## BEGIN Data extract

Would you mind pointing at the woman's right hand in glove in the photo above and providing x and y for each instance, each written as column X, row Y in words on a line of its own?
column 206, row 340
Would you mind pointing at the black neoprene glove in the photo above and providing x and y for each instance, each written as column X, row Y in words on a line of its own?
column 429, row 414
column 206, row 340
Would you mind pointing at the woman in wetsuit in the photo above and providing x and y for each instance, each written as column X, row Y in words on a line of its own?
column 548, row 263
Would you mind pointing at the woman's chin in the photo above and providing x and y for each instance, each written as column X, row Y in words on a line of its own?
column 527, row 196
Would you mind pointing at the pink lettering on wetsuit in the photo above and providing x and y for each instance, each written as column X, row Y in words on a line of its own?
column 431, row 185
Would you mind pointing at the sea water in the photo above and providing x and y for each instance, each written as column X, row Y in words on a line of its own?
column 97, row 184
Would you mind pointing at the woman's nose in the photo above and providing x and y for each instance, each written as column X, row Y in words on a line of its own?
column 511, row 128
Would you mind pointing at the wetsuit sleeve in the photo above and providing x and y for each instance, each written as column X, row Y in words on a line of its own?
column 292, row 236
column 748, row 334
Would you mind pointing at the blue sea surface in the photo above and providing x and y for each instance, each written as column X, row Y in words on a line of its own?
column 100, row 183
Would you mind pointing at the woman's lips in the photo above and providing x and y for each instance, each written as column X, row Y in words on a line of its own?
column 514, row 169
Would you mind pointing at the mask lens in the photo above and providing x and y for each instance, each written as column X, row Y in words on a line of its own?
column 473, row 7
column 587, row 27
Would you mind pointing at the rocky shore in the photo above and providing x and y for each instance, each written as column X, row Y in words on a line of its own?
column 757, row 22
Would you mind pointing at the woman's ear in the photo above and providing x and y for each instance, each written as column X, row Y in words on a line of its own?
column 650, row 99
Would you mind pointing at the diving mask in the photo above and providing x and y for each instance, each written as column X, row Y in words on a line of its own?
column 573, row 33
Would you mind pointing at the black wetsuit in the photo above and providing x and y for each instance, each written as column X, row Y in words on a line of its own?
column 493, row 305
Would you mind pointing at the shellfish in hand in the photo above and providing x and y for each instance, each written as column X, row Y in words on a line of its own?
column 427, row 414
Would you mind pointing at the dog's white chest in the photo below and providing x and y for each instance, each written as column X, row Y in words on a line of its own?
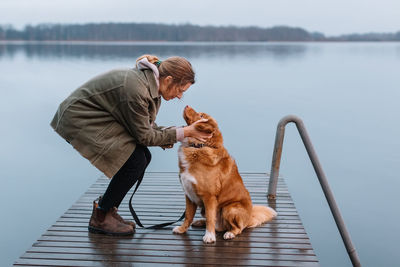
column 187, row 180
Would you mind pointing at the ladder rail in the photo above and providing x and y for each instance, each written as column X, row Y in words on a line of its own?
column 276, row 159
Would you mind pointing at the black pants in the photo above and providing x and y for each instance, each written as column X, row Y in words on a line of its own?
column 125, row 178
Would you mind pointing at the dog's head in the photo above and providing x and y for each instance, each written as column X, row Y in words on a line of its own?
column 210, row 127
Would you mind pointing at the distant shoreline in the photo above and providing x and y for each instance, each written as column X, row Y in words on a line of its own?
column 154, row 32
column 183, row 43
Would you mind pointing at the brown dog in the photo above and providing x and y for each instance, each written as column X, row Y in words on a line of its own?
column 211, row 180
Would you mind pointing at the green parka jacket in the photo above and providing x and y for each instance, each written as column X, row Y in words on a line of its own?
column 107, row 116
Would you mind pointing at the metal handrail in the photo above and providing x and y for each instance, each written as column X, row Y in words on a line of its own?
column 276, row 160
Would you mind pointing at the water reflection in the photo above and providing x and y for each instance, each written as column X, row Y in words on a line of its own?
column 106, row 51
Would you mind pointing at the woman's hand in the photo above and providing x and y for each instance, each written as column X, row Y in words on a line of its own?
column 191, row 131
column 167, row 146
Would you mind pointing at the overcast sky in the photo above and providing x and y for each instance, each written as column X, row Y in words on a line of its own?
column 331, row 17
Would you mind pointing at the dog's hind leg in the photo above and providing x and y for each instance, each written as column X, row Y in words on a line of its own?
column 210, row 204
column 200, row 222
column 236, row 216
column 189, row 215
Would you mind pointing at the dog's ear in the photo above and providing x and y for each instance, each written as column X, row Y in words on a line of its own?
column 204, row 127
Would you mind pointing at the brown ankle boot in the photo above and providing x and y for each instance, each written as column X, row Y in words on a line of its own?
column 105, row 223
column 119, row 218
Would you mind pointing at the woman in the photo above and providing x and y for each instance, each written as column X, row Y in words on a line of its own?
column 110, row 120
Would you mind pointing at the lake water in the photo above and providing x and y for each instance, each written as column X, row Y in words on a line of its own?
column 346, row 93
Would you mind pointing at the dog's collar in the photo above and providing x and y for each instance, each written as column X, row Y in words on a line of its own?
column 197, row 145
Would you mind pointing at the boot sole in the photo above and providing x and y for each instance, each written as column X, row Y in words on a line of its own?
column 95, row 230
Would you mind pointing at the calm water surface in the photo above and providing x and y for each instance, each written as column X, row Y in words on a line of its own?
column 347, row 95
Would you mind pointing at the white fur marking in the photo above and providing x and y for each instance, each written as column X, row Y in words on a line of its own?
column 176, row 230
column 209, row 237
column 187, row 179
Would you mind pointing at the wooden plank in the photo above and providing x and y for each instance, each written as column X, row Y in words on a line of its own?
column 282, row 242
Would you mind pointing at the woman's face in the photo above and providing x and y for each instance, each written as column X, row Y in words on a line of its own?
column 170, row 91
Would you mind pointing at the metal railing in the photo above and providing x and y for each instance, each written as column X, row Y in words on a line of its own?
column 276, row 160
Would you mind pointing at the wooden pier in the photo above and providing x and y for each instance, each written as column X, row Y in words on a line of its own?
column 281, row 242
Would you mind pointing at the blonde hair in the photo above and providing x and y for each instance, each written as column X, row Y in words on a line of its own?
column 178, row 68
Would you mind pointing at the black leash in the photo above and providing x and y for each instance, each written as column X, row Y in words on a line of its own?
column 136, row 218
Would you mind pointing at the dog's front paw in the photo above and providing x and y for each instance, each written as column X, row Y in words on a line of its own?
column 229, row 235
column 199, row 223
column 179, row 230
column 209, row 237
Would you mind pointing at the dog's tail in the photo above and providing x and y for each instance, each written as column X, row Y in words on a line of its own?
column 260, row 215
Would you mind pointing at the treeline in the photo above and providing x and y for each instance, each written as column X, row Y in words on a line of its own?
column 154, row 32
column 175, row 33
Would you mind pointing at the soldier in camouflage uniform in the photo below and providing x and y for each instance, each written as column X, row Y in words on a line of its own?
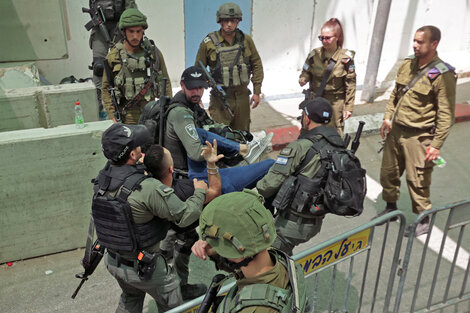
column 237, row 231
column 137, row 69
column 340, row 88
column 233, row 59
column 417, row 121
column 294, row 228
column 112, row 10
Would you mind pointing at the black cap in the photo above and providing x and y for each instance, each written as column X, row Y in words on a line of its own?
column 119, row 138
column 318, row 110
column 193, row 77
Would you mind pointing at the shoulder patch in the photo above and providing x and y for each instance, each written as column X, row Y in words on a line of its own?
column 350, row 53
column 311, row 54
column 191, row 130
column 286, row 151
column 164, row 190
column 282, row 160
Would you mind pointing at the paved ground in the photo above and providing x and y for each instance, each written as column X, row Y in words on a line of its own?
column 45, row 284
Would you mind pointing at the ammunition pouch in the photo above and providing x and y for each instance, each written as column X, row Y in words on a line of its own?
column 301, row 194
column 98, row 66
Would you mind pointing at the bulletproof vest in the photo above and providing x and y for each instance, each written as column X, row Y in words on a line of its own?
column 112, row 9
column 266, row 295
column 136, row 71
column 115, row 226
column 175, row 146
column 305, row 194
column 232, row 67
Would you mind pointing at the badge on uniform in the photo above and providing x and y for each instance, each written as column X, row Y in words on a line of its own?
column 351, row 68
column 191, row 130
column 282, row 160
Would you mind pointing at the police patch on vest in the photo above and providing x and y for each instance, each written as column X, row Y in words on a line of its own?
column 282, row 160
column 351, row 68
column 191, row 130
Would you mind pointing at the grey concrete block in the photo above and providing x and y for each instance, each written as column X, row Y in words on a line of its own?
column 46, row 190
column 46, row 106
column 19, row 109
column 59, row 102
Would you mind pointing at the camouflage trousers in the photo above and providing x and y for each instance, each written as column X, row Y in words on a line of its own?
column 405, row 149
column 163, row 286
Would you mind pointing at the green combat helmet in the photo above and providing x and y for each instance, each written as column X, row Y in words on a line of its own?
column 132, row 17
column 237, row 224
column 229, row 10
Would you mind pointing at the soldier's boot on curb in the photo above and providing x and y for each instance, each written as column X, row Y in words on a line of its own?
column 191, row 291
column 421, row 229
column 391, row 206
column 257, row 147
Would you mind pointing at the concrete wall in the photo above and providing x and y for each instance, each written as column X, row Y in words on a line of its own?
column 46, row 106
column 46, row 195
column 285, row 31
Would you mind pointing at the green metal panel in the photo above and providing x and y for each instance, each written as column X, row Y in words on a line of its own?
column 32, row 30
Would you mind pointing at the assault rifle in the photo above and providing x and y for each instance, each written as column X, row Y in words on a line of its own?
column 163, row 104
column 97, row 20
column 355, row 143
column 216, row 90
column 111, row 89
column 211, row 295
column 90, row 264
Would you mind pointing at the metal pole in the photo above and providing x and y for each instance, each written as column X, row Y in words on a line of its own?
column 376, row 44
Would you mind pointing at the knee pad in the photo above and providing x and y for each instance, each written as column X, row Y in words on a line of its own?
column 98, row 66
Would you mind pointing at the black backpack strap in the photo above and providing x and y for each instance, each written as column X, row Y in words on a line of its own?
column 317, row 146
column 130, row 184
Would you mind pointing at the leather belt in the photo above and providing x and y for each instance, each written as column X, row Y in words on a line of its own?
column 119, row 260
column 416, row 130
column 299, row 219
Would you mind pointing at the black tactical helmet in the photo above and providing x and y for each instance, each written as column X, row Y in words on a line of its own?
column 229, row 10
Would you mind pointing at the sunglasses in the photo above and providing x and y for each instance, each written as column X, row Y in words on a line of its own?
column 321, row 38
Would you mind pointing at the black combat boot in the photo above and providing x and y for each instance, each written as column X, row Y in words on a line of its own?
column 391, row 206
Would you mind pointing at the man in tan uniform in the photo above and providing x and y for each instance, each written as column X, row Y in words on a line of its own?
column 137, row 68
column 417, row 120
column 232, row 58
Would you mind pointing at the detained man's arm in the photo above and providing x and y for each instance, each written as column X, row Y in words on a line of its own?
column 209, row 152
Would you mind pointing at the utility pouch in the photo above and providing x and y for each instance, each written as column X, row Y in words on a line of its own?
column 244, row 76
column 285, row 195
column 235, row 76
column 147, row 264
column 307, row 194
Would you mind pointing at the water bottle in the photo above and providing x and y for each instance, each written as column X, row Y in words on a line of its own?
column 79, row 123
column 439, row 162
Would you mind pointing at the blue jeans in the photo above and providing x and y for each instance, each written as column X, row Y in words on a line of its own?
column 233, row 178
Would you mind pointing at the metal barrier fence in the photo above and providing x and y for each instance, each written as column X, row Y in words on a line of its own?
column 421, row 270
column 356, row 271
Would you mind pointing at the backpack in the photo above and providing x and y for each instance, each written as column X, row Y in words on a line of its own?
column 339, row 186
column 150, row 117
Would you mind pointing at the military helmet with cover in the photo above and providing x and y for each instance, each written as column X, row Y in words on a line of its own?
column 237, row 224
column 229, row 10
column 132, row 17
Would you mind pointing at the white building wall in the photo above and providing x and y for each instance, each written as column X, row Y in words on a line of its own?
column 285, row 32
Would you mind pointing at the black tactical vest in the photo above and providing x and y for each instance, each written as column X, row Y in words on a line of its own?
column 115, row 226
column 175, row 146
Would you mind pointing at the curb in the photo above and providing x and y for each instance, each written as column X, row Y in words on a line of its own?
column 285, row 134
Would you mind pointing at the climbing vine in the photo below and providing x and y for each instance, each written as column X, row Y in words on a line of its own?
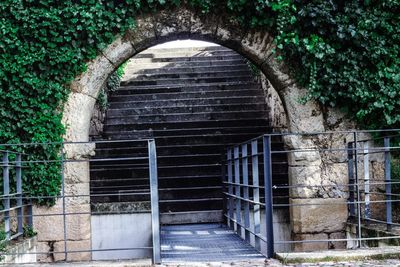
column 345, row 52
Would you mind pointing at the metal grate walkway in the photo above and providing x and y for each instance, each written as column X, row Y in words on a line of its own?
column 205, row 243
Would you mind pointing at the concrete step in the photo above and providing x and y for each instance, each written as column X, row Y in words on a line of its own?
column 189, row 95
column 199, row 116
column 186, row 59
column 194, row 109
column 188, row 124
column 188, row 74
column 186, row 52
column 127, row 90
column 190, row 102
column 209, row 130
column 204, row 63
column 186, row 81
column 190, row 217
column 132, row 70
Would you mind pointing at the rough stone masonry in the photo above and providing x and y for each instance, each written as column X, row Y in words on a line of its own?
column 306, row 168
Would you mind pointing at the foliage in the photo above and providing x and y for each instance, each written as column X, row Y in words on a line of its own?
column 345, row 52
column 111, row 85
column 3, row 243
column 29, row 231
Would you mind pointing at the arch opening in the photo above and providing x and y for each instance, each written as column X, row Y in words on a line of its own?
column 195, row 99
column 153, row 29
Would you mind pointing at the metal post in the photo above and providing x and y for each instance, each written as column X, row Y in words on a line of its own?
column 155, row 215
column 237, row 191
column 230, row 189
column 246, row 204
column 256, row 193
column 367, row 209
column 350, row 168
column 20, row 215
column 224, row 190
column 63, row 202
column 6, row 194
column 388, row 184
column 358, row 189
column 268, row 195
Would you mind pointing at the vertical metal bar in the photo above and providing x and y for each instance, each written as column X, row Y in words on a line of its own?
column 388, row 184
column 256, row 193
column 6, row 194
column 359, row 234
column 224, row 185
column 230, row 189
column 237, row 191
column 246, row 204
column 63, row 202
column 367, row 209
column 20, row 215
column 155, row 214
column 268, row 195
column 350, row 168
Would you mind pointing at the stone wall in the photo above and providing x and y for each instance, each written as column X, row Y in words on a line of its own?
column 311, row 168
column 277, row 112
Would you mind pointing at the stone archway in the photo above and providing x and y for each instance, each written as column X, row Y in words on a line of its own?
column 164, row 26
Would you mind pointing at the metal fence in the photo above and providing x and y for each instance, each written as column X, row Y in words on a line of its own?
column 14, row 202
column 68, row 220
column 349, row 172
column 347, row 181
column 241, row 205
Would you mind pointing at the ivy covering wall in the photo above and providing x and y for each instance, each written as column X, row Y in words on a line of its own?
column 345, row 52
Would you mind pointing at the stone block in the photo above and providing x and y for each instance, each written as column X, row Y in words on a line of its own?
column 179, row 24
column 318, row 215
column 119, row 51
column 77, row 194
column 203, row 25
column 258, row 46
column 302, row 158
column 311, row 246
column 77, row 251
column 43, row 248
column 76, row 118
column 79, row 151
column 305, row 179
column 143, row 36
column 76, row 172
column 335, row 177
column 49, row 223
column 90, row 81
column 51, row 227
column 337, row 244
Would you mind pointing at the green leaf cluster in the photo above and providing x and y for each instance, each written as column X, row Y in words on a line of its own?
column 347, row 54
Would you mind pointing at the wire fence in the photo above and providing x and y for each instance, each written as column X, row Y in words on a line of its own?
column 342, row 190
column 60, row 226
column 282, row 192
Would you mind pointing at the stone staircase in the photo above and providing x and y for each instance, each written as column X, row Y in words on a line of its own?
column 193, row 102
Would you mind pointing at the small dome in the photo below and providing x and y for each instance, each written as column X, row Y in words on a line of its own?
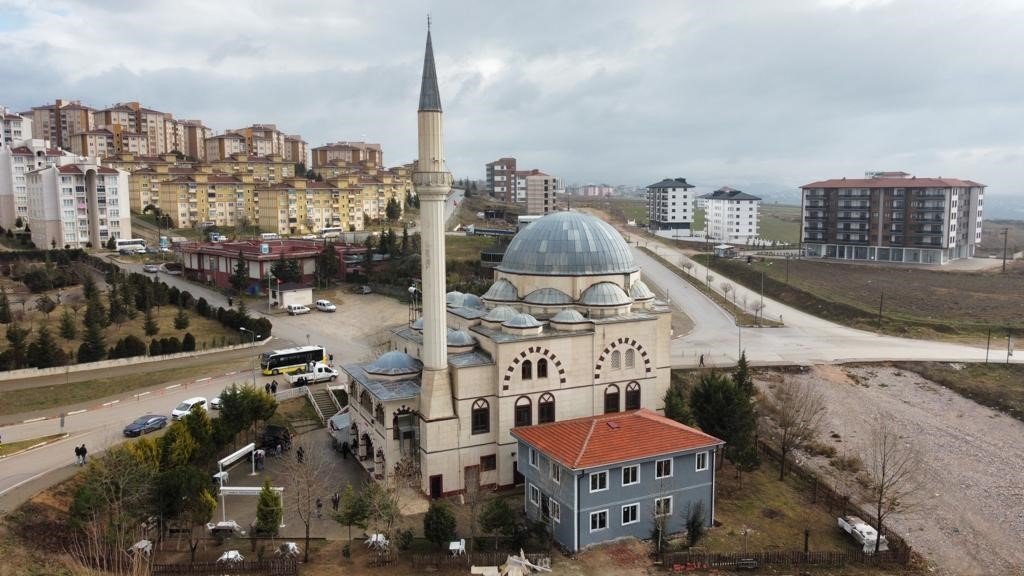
column 472, row 301
column 502, row 291
column 394, row 363
column 501, row 314
column 604, row 294
column 521, row 321
column 640, row 291
column 454, row 298
column 548, row 296
column 461, row 338
column 568, row 316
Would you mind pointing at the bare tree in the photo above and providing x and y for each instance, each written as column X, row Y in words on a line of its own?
column 797, row 409
column 897, row 467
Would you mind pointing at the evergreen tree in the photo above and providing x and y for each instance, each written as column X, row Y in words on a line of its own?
column 69, row 328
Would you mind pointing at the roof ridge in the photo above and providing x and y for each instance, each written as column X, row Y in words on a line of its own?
column 586, row 442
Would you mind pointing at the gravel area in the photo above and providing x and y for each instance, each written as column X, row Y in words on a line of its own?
column 971, row 520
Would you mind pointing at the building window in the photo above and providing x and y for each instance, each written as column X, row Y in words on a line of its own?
column 598, row 521
column 546, row 409
column 701, row 461
column 631, row 475
column 488, row 463
column 631, row 513
column 523, row 410
column 481, row 417
column 611, row 399
column 633, row 396
column 663, row 506
column 663, row 468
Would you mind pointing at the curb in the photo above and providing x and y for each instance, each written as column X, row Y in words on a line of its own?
column 35, row 446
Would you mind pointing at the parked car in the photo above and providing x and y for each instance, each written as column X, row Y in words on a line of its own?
column 144, row 424
column 186, row 406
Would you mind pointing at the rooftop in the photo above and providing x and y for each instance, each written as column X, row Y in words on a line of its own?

## END Data extract

Your output consists solely of the lines from the one with "Would you mind pointing at the roof ridge" through the last line, copied exactly.

■ **Final answer**:
Would you mind pointing at the roof ridge in the photo above and providing x and y for each instance, each written as column X, row Y in words on a line of its own?
column 586, row 442
Would you mind pointing at the gravel area in the photo above and providing x and y for each instance, each written as column X, row Y in words on a line of its own?
column 971, row 520
Would you mind pointing at the building window in the photo above and providing x and y for each instance, each written as column X, row Y in words on a line of its own?
column 598, row 521
column 546, row 409
column 701, row 461
column 631, row 475
column 488, row 463
column 631, row 513
column 523, row 410
column 481, row 417
column 611, row 399
column 633, row 396
column 663, row 506
column 663, row 468
Would you mind pointing at the curb in the photo above and providing x and y for each instance, each written as column X, row Y in words on a line of its own?
column 35, row 446
Would you mind pointing at the parked car in the photo above and providing x and y for each instance, each written as column X, row Y in words on a line of its own?
column 144, row 424
column 186, row 406
Would you mind pointing at the rooftop in the photo above and providing x and y for each instance, each written as column X, row Y in words on a line of its own?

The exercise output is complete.